ОПИСАНИЕ ЗАДАНИЯ. Продолжите текст о Британской и Российской империях и их отношении к побежденным противникам, начав сразу после его последнего предложения.

ИСХОДНЫЙ ТЕКСТ.
==========
Есть такая историческая легенда, что, дескать, возмущенные британцы картину с выставки взяли и украли, чтобы больше никто и нигде не видел запечатленную художником жестокость. По воспоминаниям самого художника, картину у него англичане купили. И где сейчас находится подлинник, не известно. Вот только копий было сделано несколько, и полотно осталось в числе известнейших творений Верещагина.
Вообще, конечно, интересно сравнить, как две империи — Британская и Российская — вели себя по отношению к противникам. И к побежденным противникам. Это две разные цивилизационные модели, два разных вида сознания. Нет, воевали, конечно, жестко и русские, и англичане. История Кавказской войны полна страшных эпизодов. Взять, например, штурм аула Ахульго. Война всегда война. Кровь, смерть, ненависть. И не надо, как любят это делать некоторые историки, представлять Российскую армию 19 века исключительно гуманной и пушистой. Тем более тогда вообще были несколько иные представления о том, что такое хорошо и что такое плохо. В мире в целом. Но вот что важно. Скажем, англичане расстреливали сипаев сотнями. Сипаев, которые воевали за них в Афганистане и Китае, в Крыму и Бирме. Когда русские войска пленили имама Шамиля, то какова была его участь? Ссылка? Сибирь? Расстрел из пушки на глазах у родных? Нет. Завоевав окончательно Дагестан и Чечню, Российская империя запретила только определенные набеги, работорговлю и кровную месть. С последним, правда, были проблемы. Чеченцы и жители Дагестана продолжали мстить кровникам. Но Российская империя им не мстила. Ни за набеги, ни за войну. Напротив, империя давала возможность вчерашним противникам встроиться в ее общественную и политическую жизнь. Можно было служить в армии, сделать отличную карьеру.
С горечью писал о горцах польский русофоб Теофил Лачинский: «Каждый новый приезжий русифицируется в короткое время». Вот герой Туркестанских походов Максуд Алиханов-Аварский — яркий пример такой интеграции. А англичане, уверенные в том, что после Туркестанских походов Скобелева в Азии еще долго будет идти партизанская война, с удивлением для себя были вынуждены писать о том, что туркмены, которые только что сражались против русских, теперь с радостью становятся офицерами Русской армии. В Российской империи чеченец или аварец, пусть он вчера был противником власти, пользовался такими же правами, как житель Костромы или Омска. Он мог поселиться в Казани или Москве, мог учить детей в гимназии. Он был полноценным подданным царя. В Британской Индии до 1858 года о каком-либо подданстве колонизированных индусов вообще речь не шла. Они фактически — юридически, разумеется, нет — были собственностью, имуществом Компании, как офисная мебель. Они не были подданными Короны.
==========
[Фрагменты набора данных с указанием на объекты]
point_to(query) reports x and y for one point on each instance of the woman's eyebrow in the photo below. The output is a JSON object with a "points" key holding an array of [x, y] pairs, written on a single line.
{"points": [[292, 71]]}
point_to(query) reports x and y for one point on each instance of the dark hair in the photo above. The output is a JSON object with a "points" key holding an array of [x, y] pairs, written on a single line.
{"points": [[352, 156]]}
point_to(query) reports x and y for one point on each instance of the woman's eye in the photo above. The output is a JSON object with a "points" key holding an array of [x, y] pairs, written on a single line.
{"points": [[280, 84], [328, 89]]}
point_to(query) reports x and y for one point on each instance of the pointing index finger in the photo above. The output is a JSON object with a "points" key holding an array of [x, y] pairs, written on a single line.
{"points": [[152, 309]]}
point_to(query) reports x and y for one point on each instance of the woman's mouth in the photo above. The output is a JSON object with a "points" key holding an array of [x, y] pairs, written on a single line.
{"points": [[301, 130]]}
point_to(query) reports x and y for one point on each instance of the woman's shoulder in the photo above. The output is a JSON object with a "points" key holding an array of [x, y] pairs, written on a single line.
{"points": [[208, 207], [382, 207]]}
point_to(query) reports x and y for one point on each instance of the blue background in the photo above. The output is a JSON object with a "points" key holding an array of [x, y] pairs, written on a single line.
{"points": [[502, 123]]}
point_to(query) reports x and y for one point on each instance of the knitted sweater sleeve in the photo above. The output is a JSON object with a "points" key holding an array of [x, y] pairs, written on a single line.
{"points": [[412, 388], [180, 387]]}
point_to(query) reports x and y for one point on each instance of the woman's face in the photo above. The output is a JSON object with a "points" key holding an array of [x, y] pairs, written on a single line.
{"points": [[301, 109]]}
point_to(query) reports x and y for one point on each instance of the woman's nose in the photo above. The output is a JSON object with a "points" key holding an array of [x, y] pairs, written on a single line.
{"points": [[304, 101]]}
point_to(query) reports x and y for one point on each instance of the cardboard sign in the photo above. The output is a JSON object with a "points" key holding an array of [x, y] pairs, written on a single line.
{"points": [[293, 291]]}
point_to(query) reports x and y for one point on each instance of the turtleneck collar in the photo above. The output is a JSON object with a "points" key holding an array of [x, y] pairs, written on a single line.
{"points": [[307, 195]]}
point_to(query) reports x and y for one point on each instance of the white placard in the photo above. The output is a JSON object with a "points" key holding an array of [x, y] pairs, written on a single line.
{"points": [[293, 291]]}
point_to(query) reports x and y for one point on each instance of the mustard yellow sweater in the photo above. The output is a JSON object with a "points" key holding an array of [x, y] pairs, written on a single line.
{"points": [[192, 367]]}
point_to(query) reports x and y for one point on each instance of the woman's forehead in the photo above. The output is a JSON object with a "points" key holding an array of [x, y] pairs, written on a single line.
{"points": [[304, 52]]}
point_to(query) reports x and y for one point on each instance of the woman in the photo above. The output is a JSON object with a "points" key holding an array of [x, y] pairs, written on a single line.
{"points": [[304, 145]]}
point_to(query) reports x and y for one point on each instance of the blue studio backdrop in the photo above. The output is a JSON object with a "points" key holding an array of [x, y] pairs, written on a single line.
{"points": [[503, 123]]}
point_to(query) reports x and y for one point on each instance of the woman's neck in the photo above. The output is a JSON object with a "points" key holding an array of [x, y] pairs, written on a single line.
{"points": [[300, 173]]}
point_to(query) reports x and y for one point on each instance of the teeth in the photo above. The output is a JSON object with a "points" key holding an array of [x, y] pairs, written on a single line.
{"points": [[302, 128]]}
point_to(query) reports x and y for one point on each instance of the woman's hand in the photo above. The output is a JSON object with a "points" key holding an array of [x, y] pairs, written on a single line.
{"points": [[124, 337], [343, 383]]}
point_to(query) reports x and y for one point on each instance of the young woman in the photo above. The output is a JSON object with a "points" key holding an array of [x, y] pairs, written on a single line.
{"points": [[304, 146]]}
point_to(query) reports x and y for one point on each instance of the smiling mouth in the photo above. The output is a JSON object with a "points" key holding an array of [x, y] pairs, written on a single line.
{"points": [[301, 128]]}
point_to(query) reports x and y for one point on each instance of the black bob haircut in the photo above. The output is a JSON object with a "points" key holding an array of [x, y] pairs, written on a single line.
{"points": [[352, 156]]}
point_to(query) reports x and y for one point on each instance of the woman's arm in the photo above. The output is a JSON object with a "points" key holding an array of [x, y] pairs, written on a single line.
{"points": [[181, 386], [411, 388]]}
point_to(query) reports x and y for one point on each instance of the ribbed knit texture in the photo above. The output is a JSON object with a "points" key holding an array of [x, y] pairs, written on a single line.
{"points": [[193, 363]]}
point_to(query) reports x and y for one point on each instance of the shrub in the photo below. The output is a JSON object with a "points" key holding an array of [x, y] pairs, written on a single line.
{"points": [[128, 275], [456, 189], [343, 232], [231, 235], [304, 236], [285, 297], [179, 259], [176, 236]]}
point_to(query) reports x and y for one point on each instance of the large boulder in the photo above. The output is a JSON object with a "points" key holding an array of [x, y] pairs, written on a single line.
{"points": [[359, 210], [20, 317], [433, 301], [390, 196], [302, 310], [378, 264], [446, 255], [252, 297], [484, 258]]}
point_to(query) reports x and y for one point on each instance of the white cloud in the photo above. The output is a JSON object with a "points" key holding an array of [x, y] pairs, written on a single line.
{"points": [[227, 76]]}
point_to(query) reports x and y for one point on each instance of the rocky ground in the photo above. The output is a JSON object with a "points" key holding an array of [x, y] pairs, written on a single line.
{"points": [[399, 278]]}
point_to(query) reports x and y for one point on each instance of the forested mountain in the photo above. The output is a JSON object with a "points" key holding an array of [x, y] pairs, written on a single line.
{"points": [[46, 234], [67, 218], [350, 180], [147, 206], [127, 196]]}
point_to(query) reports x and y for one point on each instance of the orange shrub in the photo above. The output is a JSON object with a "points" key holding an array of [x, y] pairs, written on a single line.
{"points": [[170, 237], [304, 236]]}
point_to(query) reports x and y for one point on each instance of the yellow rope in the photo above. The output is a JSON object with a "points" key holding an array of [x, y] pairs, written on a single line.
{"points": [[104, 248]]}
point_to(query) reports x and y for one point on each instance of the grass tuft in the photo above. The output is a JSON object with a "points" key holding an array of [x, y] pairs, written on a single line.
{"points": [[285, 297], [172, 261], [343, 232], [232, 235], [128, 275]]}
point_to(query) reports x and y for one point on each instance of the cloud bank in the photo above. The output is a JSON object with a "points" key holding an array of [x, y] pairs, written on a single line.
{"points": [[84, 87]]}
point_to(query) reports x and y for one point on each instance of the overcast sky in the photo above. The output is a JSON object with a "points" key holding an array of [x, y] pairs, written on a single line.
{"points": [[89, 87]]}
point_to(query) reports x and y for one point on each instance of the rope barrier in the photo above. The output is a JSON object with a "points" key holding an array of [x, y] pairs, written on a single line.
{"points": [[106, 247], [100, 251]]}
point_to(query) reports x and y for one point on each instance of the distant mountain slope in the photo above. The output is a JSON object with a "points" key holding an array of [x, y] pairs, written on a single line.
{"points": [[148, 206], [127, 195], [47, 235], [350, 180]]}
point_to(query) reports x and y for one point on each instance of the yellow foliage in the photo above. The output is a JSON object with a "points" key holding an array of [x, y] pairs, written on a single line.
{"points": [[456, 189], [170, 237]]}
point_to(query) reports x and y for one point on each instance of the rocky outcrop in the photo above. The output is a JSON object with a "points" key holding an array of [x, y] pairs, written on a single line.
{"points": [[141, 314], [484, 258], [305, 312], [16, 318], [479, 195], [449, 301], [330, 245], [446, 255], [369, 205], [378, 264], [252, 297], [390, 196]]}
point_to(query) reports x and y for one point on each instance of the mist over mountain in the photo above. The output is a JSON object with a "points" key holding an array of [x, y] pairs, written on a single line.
==========
ОЖИДАЕМЫЙ ОТВЕТ.
Тут, конечно, сказывалась глубокая разница в религиозном сознании. Для протестантов-англичан картина мира проста — они богатые и сильные, умные и цивилизованные, потому что так решил Бог. А другим Бог определил быть бедными. Обслуживающим персоналом европейской цивилизации. А раз так сложилось, то, значит, Бог простит, если одни будут эксплуатировать и уничтожать других. И у белых есть высокая миссия нести цивилизацию необразованным, покоренным народам. Бремя белого человека. The White Man’s Burden. Это ведь не идеологи Третьего рейха придумали, а англичанин по фамилии Киплинг. Редьярд Киплинг. Тот самый, который написал книгу про Маугли. Мы его мало знаем по-настоящему, а ведь он был подлинным певцом Большой Игры. И британского колониализма заодно.
Неси это гордое Бремя —
Родных сыновей пошли
На службу тебе подвластным
Народам на край земли —
На каторгу ради угрюмых
Мятущихся дикарей,
Наполовину бесов,
Наполовину людей.
Неси это гордое Бремя —
Будь ровен и деловит,
Не поддавайся страхам
И не считай обид;
Простое ясное слово
В сотый раз повторяй —
Сей, чтобы твой подопечный
Щедрый снял урожай.

Принципиальное отличие русского сознания было (да и остается) в том, что, основанное на православной религиозной и на византийской политической традициях, оно не делило людей на тех, кто лучше, и тех, кто хуже. Принадлежность человека к другой культуре не делала его в глазах русского ниже или принципиально хуже себя. Потому что «несть пред Богом ни эллина ни иудея». Потому что в русском сознании была заложена своего рода презумпция понимания другой культуры. Она могла быть чужой. Но почти никогда чуждой.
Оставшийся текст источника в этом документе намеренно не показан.